» **Task prompt**:
The copy you produce must hold every record exactly, and none of the images.

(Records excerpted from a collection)
┄┄┄┄┄┄
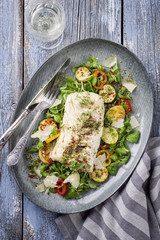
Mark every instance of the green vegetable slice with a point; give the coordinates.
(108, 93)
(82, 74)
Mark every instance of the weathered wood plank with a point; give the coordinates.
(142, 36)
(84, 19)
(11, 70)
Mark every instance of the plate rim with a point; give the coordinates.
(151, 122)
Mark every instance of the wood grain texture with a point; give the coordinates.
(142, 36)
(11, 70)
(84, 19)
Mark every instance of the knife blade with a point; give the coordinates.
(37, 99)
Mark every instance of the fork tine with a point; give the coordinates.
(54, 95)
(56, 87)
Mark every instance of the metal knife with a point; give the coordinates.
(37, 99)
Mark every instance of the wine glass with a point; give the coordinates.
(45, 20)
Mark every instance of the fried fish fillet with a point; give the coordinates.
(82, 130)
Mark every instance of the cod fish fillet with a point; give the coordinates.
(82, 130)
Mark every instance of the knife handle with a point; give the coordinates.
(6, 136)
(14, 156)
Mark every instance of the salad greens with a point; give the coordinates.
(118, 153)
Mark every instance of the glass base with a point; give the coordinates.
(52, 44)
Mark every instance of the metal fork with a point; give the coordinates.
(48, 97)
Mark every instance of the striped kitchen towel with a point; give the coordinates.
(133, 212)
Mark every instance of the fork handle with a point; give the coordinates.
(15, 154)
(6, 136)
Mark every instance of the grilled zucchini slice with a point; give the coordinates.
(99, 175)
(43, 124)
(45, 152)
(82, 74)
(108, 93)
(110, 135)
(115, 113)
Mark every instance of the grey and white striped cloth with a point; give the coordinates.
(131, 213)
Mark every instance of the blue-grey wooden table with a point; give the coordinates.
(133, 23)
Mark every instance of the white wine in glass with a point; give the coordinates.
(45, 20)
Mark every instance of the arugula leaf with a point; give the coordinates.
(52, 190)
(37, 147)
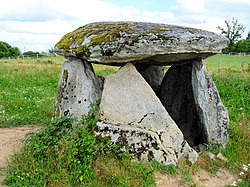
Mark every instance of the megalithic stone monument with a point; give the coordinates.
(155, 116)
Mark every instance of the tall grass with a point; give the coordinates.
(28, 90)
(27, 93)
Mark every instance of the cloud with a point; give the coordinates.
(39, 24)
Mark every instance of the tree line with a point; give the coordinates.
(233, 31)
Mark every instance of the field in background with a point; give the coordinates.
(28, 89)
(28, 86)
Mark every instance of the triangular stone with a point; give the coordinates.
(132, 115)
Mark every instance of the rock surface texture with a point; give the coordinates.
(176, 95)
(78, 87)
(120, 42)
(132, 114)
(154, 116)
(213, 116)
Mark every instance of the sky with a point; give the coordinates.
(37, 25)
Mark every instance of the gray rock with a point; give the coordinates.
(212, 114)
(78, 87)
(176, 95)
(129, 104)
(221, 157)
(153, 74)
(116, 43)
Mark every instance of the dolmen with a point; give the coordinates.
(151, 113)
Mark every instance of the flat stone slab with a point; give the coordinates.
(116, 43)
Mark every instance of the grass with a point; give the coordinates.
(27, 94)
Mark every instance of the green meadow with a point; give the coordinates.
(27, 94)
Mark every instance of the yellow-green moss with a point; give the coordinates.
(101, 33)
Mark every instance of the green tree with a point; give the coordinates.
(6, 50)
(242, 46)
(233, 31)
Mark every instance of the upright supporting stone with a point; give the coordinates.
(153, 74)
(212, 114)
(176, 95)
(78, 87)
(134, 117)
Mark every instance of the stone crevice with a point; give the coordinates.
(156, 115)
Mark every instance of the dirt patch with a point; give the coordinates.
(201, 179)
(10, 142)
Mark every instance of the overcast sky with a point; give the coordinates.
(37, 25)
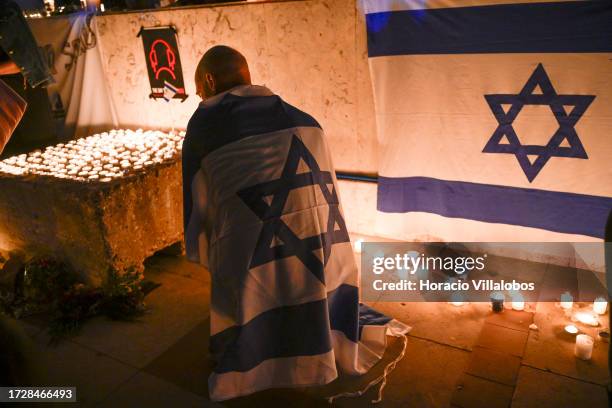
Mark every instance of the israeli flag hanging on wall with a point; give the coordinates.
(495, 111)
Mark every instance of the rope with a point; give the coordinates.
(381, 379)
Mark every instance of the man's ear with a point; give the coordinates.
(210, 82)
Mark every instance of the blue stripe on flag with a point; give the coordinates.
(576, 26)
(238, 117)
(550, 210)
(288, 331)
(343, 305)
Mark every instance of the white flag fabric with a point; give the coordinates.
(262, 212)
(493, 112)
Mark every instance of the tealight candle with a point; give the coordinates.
┄┄┄┄┄┄
» **Output for this task**:
Mark every instance of the green vegetable slice with a point; give the coordinates.
(108, 93)
(82, 74)
Mark every instance of the weathered wood plank with a point; give the coordinates.
(142, 36)
(84, 19)
(11, 70)
Mark every instance of the plate rim with a point; give the coordinates.
(151, 122)
Mark every instance of the wood grain texture with a point; give the coordinates.
(142, 36)
(11, 70)
(84, 19)
Mark every instance of the knife blade with a point; give the coordinates.
(37, 99)
Mark every instance of the fork tine with a point; give the coordinates.
(54, 95)
(56, 87)
Mark every instance of the metal knife with a point; give the coordinates.
(37, 99)
Mark every instance of the wine glass with a point; give the coordinates.
(45, 20)
Mark every instance of the fried fish fillet with a point; give the coordinates.
(82, 130)
Mark every instance of the cod fish fillet with a point; give the coordinates.
(82, 130)
Mark every instance of the knife handle with a point; give the coordinates.
(6, 136)
(14, 156)
Mark every instance of the salad greens with a point; give the coordinates.
(118, 153)
Mark every instance of the glass base with a point; give the coordinates.
(52, 44)
Mark every instance of the metal fork with a point; give the coordinates.
(48, 97)
Mark every instance of the striped kitchen towel with a point; give the coordinates.
(133, 212)
Mark every instance of the fork handle with a point; give the coordinates.
(15, 154)
(6, 136)
Mark every instance of the grilled zucchini slice with a point; give the coordinates.
(99, 175)
(43, 124)
(45, 152)
(82, 74)
(108, 93)
(110, 135)
(115, 113)
Mark every instance of the grey and white striped cloth with a point; give the coordinates.
(131, 213)
Mark every instance of the blue-grey wooden table with a point; give the coordinates.
(133, 23)
Mark every instance of the white wine in glass with a point; give the coordinates.
(45, 20)
Mark every instance of the arugula leaf with a point; give the coordinates.
(52, 190)
(37, 147)
Mark every instance of the megalithic stone monument with a point; give the coordinates.
(155, 116)
Mark every instance of the tall grass with a point; give the coordinates.
(28, 90)
(27, 93)
Mark every instance of the cloud with a point; give the coordinates.
(39, 24)
Mark every instance of the tree line with a point; give the coordinates.
(233, 31)
Mark every instance of the field in background with a point; give the coordinates.
(28, 89)
(28, 86)
Mark every instance of the triangular stone with a point; give the coordinates.
(132, 115)
Mark every instance of the rock surface texture with a point; give the coordinates.
(176, 95)
(78, 87)
(120, 42)
(132, 114)
(154, 116)
(213, 116)
Mark every instance of the sky with a point; give the coordinates.
(37, 25)
Mark every instance of the gray rock with a point; give the coordinates.
(212, 114)
(78, 87)
(176, 95)
(129, 104)
(221, 157)
(153, 74)
(116, 43)
Mark every instance of the dolmen with a point; give the coordinates.
(151, 113)
Mark every instance of the flat stone slab with a point; give the coordinates.
(116, 43)
Mark every instance of the grass with a point; give the coordinates.
(27, 94)
Mark every instance of the green meadow with a point; give the coordinates.
(27, 94)
Mark every instance of the yellow-green moss with a point; give the coordinates.
(101, 33)
Mark every instance of the green tree with a point; give the coordinates.
(6, 50)
(242, 46)
(233, 31)
Mark every instance of the upright supporting stone with a point; give the coordinates.
(153, 74)
(212, 114)
(176, 95)
(78, 87)
(134, 117)
Mark every instance of the stone crevice with a point; give the coordinates.
(156, 115)
Mark every instance of the dirt patch with a point; give the coordinates.
(201, 179)
(10, 142)
Mark every instance of the overcast sky with a point; give the coordinates.
(37, 25)
Mark every instance of the israeli flag hanging on wall with a point; give the coordinates.
(495, 111)
Mark every instance of the rope with a point; give the coordinates.
(381, 379)
Mark every instance of the man's ear with a point; give the coordinates.
(210, 82)
Mark every instance of the blue stripe on flag with a point; give the coordinates.
(576, 26)
(238, 117)
(550, 210)
(288, 331)
(343, 305)
Mark every instance of the white flag fabric with a point; give the coordinates.
(262, 212)
(493, 112)
Mark every instance of the tealight candle with a point; give the coordinates.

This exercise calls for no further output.